→ PROBLEM REQUIREMENTS
Send back the entries exactly as they were given.
■ ■ ■ ■ ■
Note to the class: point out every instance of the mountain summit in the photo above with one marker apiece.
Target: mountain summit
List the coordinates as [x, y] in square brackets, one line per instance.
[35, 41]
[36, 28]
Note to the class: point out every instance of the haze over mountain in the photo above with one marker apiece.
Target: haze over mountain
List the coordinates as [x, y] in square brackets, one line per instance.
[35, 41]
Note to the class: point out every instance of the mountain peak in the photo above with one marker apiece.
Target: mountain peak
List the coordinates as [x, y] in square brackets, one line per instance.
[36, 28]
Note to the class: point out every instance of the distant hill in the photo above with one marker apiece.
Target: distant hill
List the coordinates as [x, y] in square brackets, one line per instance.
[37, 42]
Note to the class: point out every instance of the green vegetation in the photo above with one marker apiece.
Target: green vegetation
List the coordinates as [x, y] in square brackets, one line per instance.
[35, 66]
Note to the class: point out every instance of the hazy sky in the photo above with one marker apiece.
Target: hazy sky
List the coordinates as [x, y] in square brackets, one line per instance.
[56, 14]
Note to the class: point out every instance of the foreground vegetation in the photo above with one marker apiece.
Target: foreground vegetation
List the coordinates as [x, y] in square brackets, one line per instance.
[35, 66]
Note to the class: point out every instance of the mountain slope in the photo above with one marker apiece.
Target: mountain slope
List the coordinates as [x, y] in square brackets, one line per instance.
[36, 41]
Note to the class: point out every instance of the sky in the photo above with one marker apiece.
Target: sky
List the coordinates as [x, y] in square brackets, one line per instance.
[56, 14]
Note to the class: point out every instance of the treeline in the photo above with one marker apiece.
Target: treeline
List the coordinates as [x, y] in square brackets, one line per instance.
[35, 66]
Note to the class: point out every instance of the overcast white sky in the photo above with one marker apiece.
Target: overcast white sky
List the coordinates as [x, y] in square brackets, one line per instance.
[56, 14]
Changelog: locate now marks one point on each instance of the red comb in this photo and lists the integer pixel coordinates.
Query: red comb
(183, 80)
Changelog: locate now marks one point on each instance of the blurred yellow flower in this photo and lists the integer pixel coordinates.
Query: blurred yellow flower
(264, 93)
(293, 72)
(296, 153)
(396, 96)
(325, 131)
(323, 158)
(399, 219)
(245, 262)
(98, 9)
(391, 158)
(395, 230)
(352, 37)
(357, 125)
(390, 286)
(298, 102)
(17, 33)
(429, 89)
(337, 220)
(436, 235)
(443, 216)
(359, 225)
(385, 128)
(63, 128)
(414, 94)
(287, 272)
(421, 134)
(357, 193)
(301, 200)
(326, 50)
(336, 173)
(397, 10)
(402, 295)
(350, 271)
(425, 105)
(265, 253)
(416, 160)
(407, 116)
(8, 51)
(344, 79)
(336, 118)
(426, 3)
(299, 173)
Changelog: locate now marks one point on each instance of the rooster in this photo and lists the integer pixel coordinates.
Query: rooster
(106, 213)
■ ■ ■ ■ ■
→ TASK ANSWER
Note to the class: point out every instance of the mountain summit in the photo above with one marker apiece.
Target: mountain summit
List the coordinates as [x, y] in square brackets, one line per instance.
[35, 41]
[36, 28]
Note to the class: point out every instance of the haze over mountain in the photo above with one marker apiece.
Target: haze over mountain
List the coordinates as [x, y] in square brackets, one line per instance.
[35, 41]
Note to the class: point out every instance of the mountain peak in the photo above with one marker apiece.
Target: mountain peak
List the coordinates as [x, y] in square brackets, one line per instance.
[36, 28]
Note to the class: point out every instance of the distant hill in the photo above with one marker apiece.
Target: distant hill
List the coordinates as [x, y] in square brackets, one line per instance.
[37, 42]
Note to the class: point out every instance of the green vegetation in the photo above with one marker apiece.
Target: green vegetation
List the coordinates as [x, y] in square brackets, one line per instance.
[35, 66]
Note to the class: point out every instance of the hazy sky in the photo above with one marker apiece.
Target: hazy sky
List the coordinates as [x, y] in square brackets, one line per instance.
[56, 14]
Note to the class: point out every instance of the foreground vegetation in the photo above with one marker apiece.
Target: foreground vegetation
List the coordinates as [x, y] in square brackets, one line per instance.
[35, 66]
Note to the class: point out every instance of the mountain slope in the photo above with one marker apiece.
Target: mountain slope
List the coordinates as [x, y] in square brackets, one line per instance.
[36, 41]
Note to the class: point out every instance of the sky in the photo above with one marker apiece.
Target: sky
List the coordinates as [x, y] in square brackets, one line per instance.
[56, 14]
Note to the class: point out every instance of the treeline in the photo above with one marker apiece.
Target: treeline
List the coordinates as [x, y] in square brackets, one line per instance.
[35, 66]
Note to the class: point out every instance of the overcast white sky in the photo above with one marker apiece.
Target: overcast white sky
List the coordinates as [x, y] in square brackets, one line per instance.
[56, 14]
Changelog: locate now marks one point on each instance of the red comb in this photo and lists the integer pixel coordinates.
Query: red comb
(183, 80)
Changelog: locate now marks one point on each instance of the blurred yellow flower in this photo and lists the integer pixel coordinates.
Query: blurred yellow flower
(264, 93)
(293, 72)
(296, 153)
(396, 96)
(325, 131)
(323, 158)
(399, 219)
(245, 262)
(98, 9)
(391, 158)
(395, 230)
(352, 37)
(357, 125)
(390, 286)
(298, 102)
(17, 33)
(429, 89)
(337, 220)
(436, 235)
(443, 216)
(359, 225)
(385, 128)
(63, 128)
(414, 94)
(287, 272)
(421, 134)
(357, 193)
(301, 200)
(326, 50)
(336, 173)
(397, 10)
(402, 295)
(350, 271)
(425, 105)
(265, 253)
(416, 160)
(407, 116)
(8, 51)
(344, 79)
(336, 118)
(426, 3)
(299, 173)
Changelog: locate now marks one point on each instance of the rooster in this photo and lists the integer pixel coordinates.
Query: rooster
(106, 213)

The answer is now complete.